# TRY IT
Print the records exactly as given.

====== EXCERPTED DATA

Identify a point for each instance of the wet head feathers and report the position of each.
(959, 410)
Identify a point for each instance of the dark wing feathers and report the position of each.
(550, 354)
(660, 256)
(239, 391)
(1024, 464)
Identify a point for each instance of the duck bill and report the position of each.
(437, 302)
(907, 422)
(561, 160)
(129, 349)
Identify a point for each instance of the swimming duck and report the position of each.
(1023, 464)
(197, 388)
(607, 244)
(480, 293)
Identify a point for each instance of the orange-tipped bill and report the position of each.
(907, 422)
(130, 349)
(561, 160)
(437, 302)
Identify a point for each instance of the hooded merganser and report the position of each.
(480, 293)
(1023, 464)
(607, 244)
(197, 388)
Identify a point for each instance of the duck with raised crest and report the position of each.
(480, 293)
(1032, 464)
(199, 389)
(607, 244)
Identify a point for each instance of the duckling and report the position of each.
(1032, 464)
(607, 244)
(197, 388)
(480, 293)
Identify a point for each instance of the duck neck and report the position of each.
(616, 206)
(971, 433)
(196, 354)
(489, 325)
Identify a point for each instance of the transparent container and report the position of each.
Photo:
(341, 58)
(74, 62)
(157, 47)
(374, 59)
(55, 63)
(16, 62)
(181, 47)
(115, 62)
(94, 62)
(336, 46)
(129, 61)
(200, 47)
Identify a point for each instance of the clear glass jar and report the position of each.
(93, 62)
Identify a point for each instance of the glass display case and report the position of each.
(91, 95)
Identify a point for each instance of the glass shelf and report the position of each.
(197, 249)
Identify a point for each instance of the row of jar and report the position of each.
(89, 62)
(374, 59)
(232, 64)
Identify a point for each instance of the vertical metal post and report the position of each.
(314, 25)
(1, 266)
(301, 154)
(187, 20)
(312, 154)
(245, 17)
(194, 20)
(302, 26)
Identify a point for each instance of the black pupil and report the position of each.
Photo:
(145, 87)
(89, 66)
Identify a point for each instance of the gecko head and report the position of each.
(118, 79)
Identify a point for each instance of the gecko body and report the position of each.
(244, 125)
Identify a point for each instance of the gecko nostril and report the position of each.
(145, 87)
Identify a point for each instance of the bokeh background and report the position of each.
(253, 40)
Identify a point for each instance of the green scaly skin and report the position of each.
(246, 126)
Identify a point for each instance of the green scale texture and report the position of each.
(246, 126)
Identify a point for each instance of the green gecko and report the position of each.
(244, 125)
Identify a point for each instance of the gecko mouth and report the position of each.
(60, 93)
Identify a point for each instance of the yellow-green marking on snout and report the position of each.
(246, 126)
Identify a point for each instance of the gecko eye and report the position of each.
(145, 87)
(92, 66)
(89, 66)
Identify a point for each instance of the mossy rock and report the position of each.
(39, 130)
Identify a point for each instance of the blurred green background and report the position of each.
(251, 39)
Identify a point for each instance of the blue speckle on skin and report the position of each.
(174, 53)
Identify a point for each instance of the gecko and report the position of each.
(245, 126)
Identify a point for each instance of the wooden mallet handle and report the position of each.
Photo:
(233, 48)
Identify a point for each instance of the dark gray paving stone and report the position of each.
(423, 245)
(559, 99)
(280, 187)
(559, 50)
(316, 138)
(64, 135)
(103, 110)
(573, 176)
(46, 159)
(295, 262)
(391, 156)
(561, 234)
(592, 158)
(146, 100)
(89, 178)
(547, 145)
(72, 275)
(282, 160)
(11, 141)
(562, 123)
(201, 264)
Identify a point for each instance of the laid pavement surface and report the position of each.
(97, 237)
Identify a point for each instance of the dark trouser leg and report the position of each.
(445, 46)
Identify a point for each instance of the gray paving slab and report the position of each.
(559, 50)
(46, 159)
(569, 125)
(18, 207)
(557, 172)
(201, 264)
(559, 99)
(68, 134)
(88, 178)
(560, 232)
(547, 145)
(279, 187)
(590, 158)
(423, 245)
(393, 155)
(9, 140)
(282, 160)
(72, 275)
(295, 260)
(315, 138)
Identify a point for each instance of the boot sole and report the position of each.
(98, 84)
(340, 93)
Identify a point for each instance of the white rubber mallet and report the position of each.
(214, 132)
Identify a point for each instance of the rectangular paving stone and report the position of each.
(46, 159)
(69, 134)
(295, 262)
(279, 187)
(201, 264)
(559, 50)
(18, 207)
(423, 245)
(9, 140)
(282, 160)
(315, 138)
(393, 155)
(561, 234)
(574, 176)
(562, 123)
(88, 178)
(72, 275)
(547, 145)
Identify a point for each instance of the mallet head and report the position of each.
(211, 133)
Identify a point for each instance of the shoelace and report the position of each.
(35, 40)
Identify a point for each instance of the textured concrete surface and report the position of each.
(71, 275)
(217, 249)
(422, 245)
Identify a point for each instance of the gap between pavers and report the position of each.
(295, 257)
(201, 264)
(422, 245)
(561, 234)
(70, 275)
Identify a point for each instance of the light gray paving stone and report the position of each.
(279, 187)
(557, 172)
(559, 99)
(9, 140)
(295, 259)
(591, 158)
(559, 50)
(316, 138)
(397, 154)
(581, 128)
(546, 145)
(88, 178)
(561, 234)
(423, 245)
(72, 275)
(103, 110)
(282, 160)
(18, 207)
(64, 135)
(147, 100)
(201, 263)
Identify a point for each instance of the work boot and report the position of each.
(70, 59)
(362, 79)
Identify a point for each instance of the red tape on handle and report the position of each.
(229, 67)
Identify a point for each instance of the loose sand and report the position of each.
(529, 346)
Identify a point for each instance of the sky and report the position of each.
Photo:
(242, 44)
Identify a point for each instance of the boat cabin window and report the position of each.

============

# RESPONSE AREA
Identify a point for each instance of the wet head feathers and report the position of each.
(959, 410)
Identify a point for each instance of the dark wing feathers and report the position of each.
(550, 354)
(660, 256)
(239, 391)
(1024, 464)
Identify a point for each instance of the duck bill and report the position of each.
(437, 302)
(907, 422)
(561, 160)
(129, 349)
Identify a point for each instance of the swimming duck and report the position of each.
(1023, 464)
(197, 388)
(607, 244)
(480, 293)
Identify a point for each instance of the orange-tipped bill and report the position of each.
(907, 422)
(130, 349)
(561, 160)
(437, 302)
Identify a point for each instance of the hooded merganser and report the position of each.
(480, 293)
(1023, 464)
(607, 244)
(197, 388)
Identify a point for each instance of the duck with raised crest and report the position of each.
(480, 293)
(1032, 464)
(199, 389)
(607, 244)
Identify a point for each instance of the duckling and report the position of each.
(1032, 464)
(607, 244)
(197, 388)
(480, 293)
Identify a point for each instance of the duck neck and report the position of each.
(616, 206)
(971, 433)
(196, 354)
(489, 325)
Identify a point for each instance of the transparent container and report the position of each.
Photo:
(341, 58)
(74, 62)
(157, 47)
(374, 59)
(55, 63)
(16, 62)
(181, 47)
(115, 62)
(94, 62)
(336, 46)
(129, 61)
(200, 47)
Identify a point for each instance of the clear glass jar and report the position of each.
(93, 62)
Identify a point for each instance of the glass display case and report the position of each.
(91, 95)
Identify a point for each instance of the glass shelf and report the position of each.
(197, 249)
Identify a point for each instance of the row of jar and report the position of each.
(89, 62)
(374, 59)
(232, 64)
Identify a point for each instance of the vertical metal post and report the position of each.
(314, 25)
(1, 266)
(301, 154)
(187, 20)
(312, 154)
(245, 17)
(194, 20)
(302, 26)
Identify a point for each instance of the black pupil and report the position of each.
Photo:
(145, 87)
(89, 66)
Identify a point for each instance of the gecko head and report the position of each.
(118, 79)
Identify a point for each instance of the gecko body and report the position of each.
(244, 125)
Identify a point for each instance of the gecko nostril and report the position of each.
(145, 87)
Identify a point for each instance of the bokeh background and report the position of each.
(253, 40)
Identify a point for each instance of the green scaly skin and report the position of each.
(246, 126)
Identify a point for each instance of the green scale texture and report the position of each.
(246, 126)
Identify a point for each instance of the green gecko and report the position of each.
(244, 125)
Identify a point for each instance of the gecko mouth and report the position of each.
(60, 93)
Identify a point for each instance of the yellow-green marking on snout and report the position of each.
(246, 126)
Identify a point for each instance of the gecko eye and report the position of each.
(145, 87)
(92, 66)
(89, 66)
Identify a point for each instance of the mossy rock and report the position of each.
(39, 130)
Identify a point for each instance of the blurred green background and report the position of each.
(251, 39)
Identify a point for each instance of the blue speckle on skin and report the position of each.
(174, 53)
Identify a point for each instance of the gecko and report the position of each.
(245, 126)
Identify a point for each instance of the wooden mallet handle and report the position of each.
Photo:
(233, 48)
Identify a point for each instance of the dark gray paving stone and report the position of each.
(423, 245)
(559, 99)
(280, 187)
(559, 50)
(316, 138)
(64, 135)
(103, 110)
(573, 176)
(46, 159)
(295, 262)
(391, 156)
(561, 234)
(592, 158)
(146, 100)
(89, 178)
(547, 145)
(72, 275)
(282, 160)
(11, 141)
(562, 123)
(201, 264)
Identify a point for each instance of the laid pavement surface and report the position of each.
(97, 237)
Identify a point for each instance of the dark trouser leg and report the position of each.
(445, 46)
Identify a point for each instance of the gray paving slab and report the position of each.
(559, 50)
(46, 159)
(569, 125)
(18, 207)
(557, 172)
(201, 264)
(559, 99)
(68, 134)
(88, 178)
(560, 232)
(547, 145)
(279, 187)
(590, 158)
(423, 245)
(393, 155)
(9, 140)
(282, 160)
(72, 275)
(295, 260)
(315, 138)
Identify a point for each instance of the boot sole and report the position of each.
(98, 84)
(340, 93)
Identify a point for each instance of the white rubber mallet and report the position of each.
(214, 132)
Identify a point for each instance of the rectangular paving stone and report the position of each.
(46, 159)
(69, 134)
(295, 262)
(279, 187)
(201, 264)
(559, 50)
(18, 207)
(423, 245)
(9, 140)
(282, 160)
(315, 138)
(393, 155)
(561, 234)
(574, 176)
(562, 123)
(88, 178)
(72, 275)
(547, 145)
Identify a point for each instance of the mallet head and report the position of each.
(211, 133)
Identify a point for each instance of the shoelace and report the position of each.
(35, 40)
Identify a point for each instance of the textured concrete surface and report the position of each.
(71, 275)
(217, 249)
(422, 245)
Identify a point for each instance of the gap between pavers and report the position of each.
(295, 257)
(201, 264)
(422, 245)
(561, 234)
(70, 275)
Identify a point for each instance of the light gray paving stone and report the position of each.
(279, 187)
(557, 172)
(559, 99)
(9, 140)
(295, 259)
(591, 158)
(559, 50)
(316, 138)
(397, 154)
(581, 128)
(546, 145)
(88, 178)
(561, 234)
(423, 245)
(72, 275)
(103, 110)
(282, 160)
(18, 207)
(64, 135)
(147, 100)
(201, 263)
Identify a point for each instance of the work boot and report the position of each.
(70, 59)
(362, 79)
Identify a point for each instance of the red tape on handle and report the position of each.
(229, 67)
Identify a point for each instance of the loose sand and report the position of each.
(529, 346)
Identify a point for each instance of the sky and report the position of each.
Photo:
(242, 44)
Identify a point for each instance of the boat cabin window and report the position of each.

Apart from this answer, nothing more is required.